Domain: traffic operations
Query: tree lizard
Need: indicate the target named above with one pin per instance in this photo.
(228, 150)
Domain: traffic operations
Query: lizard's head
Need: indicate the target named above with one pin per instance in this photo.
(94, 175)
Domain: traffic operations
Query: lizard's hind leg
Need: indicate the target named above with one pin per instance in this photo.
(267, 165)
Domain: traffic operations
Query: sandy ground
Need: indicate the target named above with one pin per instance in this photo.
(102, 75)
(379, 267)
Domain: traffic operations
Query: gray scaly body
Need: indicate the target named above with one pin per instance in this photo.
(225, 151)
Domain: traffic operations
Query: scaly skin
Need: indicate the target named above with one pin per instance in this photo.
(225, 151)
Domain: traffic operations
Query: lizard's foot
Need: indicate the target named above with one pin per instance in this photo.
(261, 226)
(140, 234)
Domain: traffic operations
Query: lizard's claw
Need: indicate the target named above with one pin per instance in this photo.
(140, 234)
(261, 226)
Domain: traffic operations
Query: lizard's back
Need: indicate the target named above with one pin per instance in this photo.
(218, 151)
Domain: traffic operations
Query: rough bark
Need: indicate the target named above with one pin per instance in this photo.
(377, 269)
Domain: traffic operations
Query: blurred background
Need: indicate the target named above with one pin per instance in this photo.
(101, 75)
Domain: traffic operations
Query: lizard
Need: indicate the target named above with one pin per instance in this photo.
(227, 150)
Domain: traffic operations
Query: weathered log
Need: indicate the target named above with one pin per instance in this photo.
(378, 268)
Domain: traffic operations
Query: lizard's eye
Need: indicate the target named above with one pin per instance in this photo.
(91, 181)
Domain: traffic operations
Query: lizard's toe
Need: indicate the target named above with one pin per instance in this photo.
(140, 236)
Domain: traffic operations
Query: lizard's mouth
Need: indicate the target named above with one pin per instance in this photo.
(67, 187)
......
● **PROBLEM TO WORK ON**
Find every line in the records that has the word "lizard". Copy those lines.

● **THE COMPLETED TASK**
Query: tree lizard
Query: lizard's head
Query: lizard's hind leg
Query: lizard's foot
Query: lizard's claw
Query: lizard's back
Query: lizard
Query: lizard's eye
Query: lizard's toe
Query: lizard's mouth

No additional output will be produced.